* Given records *
■ ■ ■ ■

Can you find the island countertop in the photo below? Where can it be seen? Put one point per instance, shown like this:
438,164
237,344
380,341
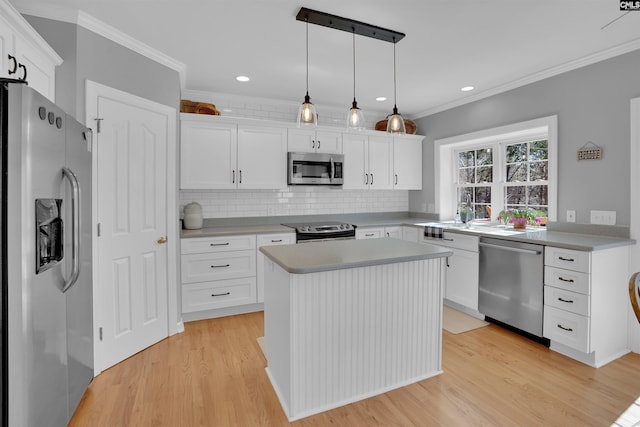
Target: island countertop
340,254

■ ■ ■ ■

* Written exercise *
Could you rewrite the entries with "island countertop" replaced by "kitchen island" everywhere and everything else unchanged? Leave out the pictures.

* The response *
Can you find the kitchen island in the photo below? Where can it be seen? Put one point per instance, shown like this:
438,164
237,344
380,341
Target: kitchen island
340,254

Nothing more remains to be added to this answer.